Objective:
List each line from the rows below that contains the string "patties", copying every such line in full.

[start]

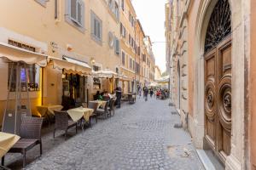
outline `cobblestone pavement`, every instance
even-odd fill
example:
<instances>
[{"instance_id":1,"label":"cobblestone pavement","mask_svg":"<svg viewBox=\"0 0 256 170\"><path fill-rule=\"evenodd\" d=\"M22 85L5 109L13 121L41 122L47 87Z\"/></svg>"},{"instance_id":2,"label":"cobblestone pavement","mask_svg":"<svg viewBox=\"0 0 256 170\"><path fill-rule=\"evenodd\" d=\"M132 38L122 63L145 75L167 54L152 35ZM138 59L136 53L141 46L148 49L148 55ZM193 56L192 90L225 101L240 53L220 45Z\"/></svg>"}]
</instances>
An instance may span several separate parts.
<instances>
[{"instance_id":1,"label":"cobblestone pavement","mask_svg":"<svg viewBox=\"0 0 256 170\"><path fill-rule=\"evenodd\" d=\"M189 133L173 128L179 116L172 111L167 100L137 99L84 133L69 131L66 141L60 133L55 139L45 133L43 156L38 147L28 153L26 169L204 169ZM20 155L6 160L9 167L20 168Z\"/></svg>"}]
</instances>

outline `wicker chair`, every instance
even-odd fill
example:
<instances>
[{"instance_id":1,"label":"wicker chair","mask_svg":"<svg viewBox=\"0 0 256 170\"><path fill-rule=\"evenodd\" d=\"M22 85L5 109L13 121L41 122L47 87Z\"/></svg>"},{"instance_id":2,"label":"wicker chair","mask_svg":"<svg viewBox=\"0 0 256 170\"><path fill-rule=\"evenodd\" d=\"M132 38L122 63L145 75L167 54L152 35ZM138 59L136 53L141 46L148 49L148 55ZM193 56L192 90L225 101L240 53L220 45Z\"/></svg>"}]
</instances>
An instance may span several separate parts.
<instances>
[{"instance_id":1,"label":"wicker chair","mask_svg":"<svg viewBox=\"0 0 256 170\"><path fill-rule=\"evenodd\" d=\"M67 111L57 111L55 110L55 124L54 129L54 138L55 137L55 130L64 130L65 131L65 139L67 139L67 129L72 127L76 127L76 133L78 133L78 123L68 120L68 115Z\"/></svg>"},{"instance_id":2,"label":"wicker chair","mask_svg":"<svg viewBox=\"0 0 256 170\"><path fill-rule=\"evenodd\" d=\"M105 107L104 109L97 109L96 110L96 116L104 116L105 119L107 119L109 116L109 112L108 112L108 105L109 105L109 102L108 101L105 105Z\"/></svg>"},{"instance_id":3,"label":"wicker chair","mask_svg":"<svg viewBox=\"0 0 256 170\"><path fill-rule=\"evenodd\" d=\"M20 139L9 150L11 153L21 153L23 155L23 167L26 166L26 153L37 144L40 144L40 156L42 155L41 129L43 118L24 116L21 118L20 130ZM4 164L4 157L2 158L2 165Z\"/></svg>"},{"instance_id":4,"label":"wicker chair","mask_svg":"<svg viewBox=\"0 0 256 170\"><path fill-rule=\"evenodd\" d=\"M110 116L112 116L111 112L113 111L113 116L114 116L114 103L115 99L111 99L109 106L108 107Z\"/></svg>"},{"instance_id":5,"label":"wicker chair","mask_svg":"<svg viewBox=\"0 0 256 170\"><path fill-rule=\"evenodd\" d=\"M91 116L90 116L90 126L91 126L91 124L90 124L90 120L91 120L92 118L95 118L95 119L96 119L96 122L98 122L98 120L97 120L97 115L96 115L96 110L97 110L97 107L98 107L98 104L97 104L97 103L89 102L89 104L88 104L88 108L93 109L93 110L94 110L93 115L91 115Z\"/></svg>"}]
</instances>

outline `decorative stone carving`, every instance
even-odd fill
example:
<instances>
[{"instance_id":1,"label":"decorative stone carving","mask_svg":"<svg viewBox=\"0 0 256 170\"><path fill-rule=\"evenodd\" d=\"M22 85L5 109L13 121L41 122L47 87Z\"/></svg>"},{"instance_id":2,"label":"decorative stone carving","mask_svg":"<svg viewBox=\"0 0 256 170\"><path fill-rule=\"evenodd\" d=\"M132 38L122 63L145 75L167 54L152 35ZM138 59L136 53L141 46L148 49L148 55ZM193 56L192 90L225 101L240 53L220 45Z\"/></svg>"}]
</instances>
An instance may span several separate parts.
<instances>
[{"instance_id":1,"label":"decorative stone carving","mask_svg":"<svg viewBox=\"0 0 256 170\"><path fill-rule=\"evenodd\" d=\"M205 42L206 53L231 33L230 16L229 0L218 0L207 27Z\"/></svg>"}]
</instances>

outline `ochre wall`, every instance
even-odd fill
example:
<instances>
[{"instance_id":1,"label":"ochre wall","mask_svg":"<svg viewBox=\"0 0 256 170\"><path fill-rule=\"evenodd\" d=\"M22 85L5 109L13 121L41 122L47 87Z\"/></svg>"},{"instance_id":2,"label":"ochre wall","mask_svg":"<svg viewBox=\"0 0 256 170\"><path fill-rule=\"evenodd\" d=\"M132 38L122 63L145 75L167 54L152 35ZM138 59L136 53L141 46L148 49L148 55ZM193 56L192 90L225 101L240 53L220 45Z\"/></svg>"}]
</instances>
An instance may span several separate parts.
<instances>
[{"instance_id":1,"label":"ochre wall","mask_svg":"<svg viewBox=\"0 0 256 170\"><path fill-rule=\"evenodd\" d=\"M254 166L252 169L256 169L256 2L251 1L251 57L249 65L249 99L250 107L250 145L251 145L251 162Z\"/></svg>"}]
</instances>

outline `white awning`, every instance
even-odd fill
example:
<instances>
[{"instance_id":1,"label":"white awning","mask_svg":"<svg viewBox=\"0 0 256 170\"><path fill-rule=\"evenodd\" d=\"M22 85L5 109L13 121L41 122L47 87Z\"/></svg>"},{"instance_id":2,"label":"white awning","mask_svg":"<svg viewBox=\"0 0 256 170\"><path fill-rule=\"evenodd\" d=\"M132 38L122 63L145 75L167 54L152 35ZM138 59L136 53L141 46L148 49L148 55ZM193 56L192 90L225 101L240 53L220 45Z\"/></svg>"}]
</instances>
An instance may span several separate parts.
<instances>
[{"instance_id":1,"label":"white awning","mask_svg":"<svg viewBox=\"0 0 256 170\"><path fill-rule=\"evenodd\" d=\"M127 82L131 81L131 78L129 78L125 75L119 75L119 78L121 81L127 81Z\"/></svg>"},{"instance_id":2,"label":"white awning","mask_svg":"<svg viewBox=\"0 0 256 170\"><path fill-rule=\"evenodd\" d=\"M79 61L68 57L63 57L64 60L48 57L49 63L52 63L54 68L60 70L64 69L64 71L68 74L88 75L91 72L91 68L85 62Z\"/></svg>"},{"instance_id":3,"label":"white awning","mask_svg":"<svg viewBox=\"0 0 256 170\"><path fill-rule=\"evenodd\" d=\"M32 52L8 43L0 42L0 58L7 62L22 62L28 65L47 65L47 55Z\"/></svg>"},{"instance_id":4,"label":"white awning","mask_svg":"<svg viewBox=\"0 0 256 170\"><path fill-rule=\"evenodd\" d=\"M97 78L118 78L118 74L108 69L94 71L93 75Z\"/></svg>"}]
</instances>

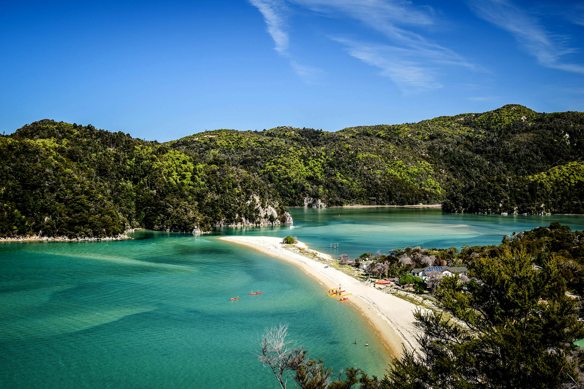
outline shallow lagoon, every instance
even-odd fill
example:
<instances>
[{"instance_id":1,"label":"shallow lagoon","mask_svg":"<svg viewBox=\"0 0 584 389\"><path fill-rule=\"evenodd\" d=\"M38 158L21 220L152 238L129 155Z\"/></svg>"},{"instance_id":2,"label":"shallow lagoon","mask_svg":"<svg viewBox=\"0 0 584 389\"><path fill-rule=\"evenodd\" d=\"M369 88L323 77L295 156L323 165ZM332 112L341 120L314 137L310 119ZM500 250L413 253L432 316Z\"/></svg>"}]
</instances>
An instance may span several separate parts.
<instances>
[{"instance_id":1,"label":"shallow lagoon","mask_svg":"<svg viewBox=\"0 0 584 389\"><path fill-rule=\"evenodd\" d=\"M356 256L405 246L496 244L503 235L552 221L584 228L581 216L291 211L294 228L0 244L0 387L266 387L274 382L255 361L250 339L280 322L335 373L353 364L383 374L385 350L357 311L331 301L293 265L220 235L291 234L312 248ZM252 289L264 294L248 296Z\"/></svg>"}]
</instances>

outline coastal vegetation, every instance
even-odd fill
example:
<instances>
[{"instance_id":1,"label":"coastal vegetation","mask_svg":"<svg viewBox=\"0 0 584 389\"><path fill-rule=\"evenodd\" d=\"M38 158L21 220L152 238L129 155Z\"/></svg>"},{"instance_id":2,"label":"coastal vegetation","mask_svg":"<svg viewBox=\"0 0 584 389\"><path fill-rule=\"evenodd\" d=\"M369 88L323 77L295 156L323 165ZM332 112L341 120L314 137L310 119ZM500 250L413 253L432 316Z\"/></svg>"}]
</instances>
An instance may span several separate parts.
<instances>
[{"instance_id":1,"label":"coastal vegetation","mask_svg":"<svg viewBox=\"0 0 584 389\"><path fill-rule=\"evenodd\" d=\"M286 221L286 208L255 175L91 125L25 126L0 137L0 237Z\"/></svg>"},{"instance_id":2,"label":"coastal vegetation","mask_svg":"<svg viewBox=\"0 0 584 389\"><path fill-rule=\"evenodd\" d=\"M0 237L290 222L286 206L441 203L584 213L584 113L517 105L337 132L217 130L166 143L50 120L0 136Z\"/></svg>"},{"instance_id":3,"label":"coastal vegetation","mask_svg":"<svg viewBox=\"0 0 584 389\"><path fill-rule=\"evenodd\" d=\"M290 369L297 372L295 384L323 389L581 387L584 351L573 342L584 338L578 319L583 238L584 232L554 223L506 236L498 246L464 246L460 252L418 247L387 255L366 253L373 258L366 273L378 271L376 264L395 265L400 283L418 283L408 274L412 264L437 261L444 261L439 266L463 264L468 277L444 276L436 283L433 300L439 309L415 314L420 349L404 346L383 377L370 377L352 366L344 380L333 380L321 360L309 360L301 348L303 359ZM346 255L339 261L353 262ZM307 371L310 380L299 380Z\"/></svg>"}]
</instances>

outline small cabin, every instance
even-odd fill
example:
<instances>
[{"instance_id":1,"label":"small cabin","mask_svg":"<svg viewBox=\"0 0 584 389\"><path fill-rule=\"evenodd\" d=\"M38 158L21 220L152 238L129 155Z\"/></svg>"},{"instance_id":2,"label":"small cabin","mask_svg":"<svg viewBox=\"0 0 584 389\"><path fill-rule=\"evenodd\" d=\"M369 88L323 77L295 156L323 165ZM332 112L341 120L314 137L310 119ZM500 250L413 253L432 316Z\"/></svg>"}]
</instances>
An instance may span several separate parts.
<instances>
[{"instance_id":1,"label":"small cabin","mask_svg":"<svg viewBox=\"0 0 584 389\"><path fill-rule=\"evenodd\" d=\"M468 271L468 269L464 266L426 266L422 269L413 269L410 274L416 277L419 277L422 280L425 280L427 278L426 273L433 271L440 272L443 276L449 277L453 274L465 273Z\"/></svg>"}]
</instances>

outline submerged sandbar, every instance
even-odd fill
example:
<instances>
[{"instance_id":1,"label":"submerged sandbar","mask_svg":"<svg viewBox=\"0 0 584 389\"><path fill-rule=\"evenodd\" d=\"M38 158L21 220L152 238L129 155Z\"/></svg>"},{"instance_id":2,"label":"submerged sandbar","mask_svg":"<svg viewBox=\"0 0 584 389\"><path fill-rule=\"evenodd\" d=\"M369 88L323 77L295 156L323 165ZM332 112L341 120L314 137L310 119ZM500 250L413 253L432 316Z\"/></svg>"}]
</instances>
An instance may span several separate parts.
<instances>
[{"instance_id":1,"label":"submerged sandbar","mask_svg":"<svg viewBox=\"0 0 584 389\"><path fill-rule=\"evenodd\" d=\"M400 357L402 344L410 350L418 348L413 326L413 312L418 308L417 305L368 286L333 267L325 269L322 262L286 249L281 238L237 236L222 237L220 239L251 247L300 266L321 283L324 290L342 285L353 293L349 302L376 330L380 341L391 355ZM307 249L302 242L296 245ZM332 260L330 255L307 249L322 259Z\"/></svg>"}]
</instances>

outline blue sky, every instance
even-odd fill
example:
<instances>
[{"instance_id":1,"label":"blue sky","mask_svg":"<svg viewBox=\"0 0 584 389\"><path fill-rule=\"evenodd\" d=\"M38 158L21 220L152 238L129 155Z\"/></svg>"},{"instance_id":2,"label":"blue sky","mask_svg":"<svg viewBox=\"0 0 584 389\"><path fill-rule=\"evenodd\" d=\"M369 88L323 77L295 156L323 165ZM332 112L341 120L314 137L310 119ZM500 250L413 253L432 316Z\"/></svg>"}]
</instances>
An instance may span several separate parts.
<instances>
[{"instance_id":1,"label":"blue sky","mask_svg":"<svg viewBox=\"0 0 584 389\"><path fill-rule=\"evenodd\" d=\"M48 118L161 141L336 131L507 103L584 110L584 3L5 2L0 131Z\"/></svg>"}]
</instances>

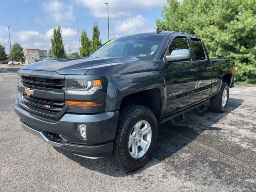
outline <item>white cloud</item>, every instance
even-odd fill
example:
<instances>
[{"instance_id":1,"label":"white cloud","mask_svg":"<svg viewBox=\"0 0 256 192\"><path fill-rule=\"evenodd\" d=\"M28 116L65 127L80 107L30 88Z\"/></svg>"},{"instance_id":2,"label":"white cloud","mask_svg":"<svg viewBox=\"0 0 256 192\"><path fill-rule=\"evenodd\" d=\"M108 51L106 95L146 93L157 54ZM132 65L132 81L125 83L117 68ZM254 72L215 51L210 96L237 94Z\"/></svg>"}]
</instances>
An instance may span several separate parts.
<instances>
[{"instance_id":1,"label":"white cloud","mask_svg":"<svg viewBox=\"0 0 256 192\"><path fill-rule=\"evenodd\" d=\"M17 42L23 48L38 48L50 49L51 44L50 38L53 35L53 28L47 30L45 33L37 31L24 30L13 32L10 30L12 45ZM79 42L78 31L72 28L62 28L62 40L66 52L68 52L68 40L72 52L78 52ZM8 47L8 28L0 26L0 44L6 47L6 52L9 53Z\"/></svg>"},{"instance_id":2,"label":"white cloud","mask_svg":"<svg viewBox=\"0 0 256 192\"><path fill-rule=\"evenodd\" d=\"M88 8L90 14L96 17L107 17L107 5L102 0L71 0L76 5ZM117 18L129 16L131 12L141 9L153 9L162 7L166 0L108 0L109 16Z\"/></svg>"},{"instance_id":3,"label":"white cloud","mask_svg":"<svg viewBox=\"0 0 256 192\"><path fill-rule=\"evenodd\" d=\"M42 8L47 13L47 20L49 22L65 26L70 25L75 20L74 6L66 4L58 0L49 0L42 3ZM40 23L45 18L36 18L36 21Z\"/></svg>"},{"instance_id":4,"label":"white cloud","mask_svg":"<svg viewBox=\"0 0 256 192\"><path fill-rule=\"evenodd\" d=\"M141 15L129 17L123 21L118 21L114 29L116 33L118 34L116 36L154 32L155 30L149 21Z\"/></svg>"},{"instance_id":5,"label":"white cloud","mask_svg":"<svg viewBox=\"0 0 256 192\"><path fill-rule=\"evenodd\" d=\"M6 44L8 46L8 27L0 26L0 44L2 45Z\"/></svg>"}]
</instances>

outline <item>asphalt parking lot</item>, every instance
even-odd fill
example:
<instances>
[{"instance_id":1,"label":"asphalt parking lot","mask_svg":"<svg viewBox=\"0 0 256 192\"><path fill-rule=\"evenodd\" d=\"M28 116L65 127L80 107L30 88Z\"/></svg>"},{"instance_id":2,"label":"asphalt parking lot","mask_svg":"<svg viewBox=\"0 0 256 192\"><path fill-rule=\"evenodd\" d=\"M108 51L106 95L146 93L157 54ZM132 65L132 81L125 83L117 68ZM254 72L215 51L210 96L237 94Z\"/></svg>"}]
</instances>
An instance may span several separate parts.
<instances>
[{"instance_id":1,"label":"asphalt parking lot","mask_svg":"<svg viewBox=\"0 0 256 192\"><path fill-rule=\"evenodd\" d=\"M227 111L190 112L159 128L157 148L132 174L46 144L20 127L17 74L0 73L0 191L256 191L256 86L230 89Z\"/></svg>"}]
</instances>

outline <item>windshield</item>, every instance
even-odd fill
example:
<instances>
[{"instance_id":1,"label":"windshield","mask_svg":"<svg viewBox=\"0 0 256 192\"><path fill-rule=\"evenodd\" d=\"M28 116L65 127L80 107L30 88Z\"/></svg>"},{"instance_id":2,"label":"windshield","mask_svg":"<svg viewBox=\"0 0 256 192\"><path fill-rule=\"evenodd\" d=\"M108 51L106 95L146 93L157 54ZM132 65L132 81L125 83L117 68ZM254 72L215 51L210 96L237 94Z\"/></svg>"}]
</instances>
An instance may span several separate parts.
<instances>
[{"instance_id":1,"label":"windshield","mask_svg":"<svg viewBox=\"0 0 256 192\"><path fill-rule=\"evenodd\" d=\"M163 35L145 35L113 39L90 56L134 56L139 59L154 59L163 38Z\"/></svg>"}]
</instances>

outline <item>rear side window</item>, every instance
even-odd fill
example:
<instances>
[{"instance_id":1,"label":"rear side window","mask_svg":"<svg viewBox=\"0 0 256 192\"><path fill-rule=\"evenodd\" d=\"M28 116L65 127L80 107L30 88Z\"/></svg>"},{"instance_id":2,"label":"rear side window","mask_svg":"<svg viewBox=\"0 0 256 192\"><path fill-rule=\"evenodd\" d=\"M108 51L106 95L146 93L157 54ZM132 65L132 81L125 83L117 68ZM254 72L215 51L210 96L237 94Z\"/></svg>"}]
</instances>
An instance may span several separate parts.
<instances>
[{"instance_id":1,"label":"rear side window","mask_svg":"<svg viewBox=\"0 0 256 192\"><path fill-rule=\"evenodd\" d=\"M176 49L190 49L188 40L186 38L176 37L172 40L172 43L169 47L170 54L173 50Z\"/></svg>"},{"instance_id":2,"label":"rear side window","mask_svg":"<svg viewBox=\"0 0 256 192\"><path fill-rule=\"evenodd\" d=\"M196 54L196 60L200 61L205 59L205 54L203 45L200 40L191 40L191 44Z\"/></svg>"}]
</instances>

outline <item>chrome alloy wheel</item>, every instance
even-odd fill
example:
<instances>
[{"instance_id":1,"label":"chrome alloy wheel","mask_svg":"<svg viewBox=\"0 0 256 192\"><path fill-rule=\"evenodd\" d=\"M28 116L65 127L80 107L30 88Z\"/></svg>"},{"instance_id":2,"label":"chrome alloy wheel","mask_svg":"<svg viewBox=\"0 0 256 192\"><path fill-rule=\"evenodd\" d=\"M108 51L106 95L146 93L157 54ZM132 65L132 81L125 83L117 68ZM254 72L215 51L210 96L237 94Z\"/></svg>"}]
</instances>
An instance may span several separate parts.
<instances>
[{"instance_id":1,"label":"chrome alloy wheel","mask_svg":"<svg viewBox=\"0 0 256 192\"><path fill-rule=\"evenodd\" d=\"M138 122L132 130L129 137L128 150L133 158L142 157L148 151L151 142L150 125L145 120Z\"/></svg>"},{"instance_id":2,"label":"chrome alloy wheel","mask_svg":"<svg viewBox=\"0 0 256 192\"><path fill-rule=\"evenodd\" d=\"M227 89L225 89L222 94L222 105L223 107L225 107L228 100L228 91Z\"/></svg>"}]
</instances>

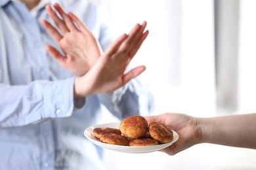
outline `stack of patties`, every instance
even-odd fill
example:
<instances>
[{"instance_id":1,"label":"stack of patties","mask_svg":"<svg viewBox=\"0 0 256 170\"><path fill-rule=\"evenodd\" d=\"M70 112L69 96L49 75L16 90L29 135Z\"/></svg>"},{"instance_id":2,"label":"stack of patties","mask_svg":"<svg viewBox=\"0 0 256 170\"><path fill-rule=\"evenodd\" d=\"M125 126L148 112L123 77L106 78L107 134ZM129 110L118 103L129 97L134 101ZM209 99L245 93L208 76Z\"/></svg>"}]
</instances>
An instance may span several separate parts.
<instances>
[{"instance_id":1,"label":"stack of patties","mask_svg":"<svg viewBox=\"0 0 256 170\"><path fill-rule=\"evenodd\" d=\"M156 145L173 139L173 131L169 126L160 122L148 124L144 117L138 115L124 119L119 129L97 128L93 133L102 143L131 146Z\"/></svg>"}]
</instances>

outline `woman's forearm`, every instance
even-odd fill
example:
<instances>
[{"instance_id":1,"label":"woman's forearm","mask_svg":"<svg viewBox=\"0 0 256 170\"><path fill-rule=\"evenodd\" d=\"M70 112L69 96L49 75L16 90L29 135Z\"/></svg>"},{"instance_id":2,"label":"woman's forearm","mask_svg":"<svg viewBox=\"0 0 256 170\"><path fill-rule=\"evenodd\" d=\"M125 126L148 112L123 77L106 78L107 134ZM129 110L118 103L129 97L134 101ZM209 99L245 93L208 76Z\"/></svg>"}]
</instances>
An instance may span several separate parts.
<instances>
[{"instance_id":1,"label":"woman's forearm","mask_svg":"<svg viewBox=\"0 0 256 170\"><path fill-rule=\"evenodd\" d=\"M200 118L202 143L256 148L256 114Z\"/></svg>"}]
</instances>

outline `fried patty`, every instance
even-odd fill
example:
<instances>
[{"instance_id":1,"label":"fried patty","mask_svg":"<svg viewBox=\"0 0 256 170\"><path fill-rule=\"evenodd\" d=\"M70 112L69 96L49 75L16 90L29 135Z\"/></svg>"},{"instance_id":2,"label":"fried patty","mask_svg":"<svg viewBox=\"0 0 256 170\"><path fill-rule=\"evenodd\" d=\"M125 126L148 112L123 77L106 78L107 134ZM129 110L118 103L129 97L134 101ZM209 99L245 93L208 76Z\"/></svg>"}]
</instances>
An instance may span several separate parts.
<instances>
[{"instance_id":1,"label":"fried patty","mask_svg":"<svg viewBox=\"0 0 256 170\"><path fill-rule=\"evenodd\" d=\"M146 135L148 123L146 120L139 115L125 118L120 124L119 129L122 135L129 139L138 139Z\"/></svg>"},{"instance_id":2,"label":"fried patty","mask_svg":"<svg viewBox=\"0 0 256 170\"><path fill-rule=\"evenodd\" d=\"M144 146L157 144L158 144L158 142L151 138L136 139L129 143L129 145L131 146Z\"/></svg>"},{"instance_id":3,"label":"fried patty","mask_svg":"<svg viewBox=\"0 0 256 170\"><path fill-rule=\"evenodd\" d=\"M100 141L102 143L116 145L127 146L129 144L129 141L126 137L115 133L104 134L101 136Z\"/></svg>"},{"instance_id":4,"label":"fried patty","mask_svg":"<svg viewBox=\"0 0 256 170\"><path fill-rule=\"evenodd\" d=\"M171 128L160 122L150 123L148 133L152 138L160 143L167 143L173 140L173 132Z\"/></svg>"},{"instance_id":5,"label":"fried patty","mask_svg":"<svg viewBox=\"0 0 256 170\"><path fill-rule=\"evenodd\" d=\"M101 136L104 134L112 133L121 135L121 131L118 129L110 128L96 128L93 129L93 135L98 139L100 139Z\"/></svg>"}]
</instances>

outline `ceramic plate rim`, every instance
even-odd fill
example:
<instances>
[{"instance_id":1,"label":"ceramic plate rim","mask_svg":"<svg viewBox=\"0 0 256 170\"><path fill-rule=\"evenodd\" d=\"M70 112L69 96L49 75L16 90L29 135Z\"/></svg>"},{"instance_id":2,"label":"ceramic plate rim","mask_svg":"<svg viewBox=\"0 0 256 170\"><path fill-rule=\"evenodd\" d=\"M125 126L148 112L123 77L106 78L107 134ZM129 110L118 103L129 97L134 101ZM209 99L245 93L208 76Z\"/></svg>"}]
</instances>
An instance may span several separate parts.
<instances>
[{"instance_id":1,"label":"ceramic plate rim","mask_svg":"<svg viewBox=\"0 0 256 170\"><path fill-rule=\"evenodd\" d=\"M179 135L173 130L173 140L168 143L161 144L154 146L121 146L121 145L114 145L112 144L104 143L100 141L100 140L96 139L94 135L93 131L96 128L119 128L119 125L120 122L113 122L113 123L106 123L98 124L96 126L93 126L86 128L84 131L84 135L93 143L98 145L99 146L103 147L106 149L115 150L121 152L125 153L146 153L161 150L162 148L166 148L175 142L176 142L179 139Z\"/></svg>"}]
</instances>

[end]

Output of the task:
outline `stack of patties`, every instance
[{"instance_id":1,"label":"stack of patties","mask_svg":"<svg viewBox=\"0 0 256 170\"><path fill-rule=\"evenodd\" d=\"M70 112L69 96L49 75L16 90L29 135Z\"/></svg>"},{"instance_id":2,"label":"stack of patties","mask_svg":"<svg viewBox=\"0 0 256 170\"><path fill-rule=\"evenodd\" d=\"M125 126L148 112L123 77L106 78L107 134ZM129 110L118 103L129 97L134 101ZM209 99L245 93L208 76Z\"/></svg>"}]
[{"instance_id":1,"label":"stack of patties","mask_svg":"<svg viewBox=\"0 0 256 170\"><path fill-rule=\"evenodd\" d=\"M156 145L173 139L173 131L169 126L160 122L148 124L144 117L138 115L124 119L119 129L97 128L93 133L102 143L131 146Z\"/></svg>"}]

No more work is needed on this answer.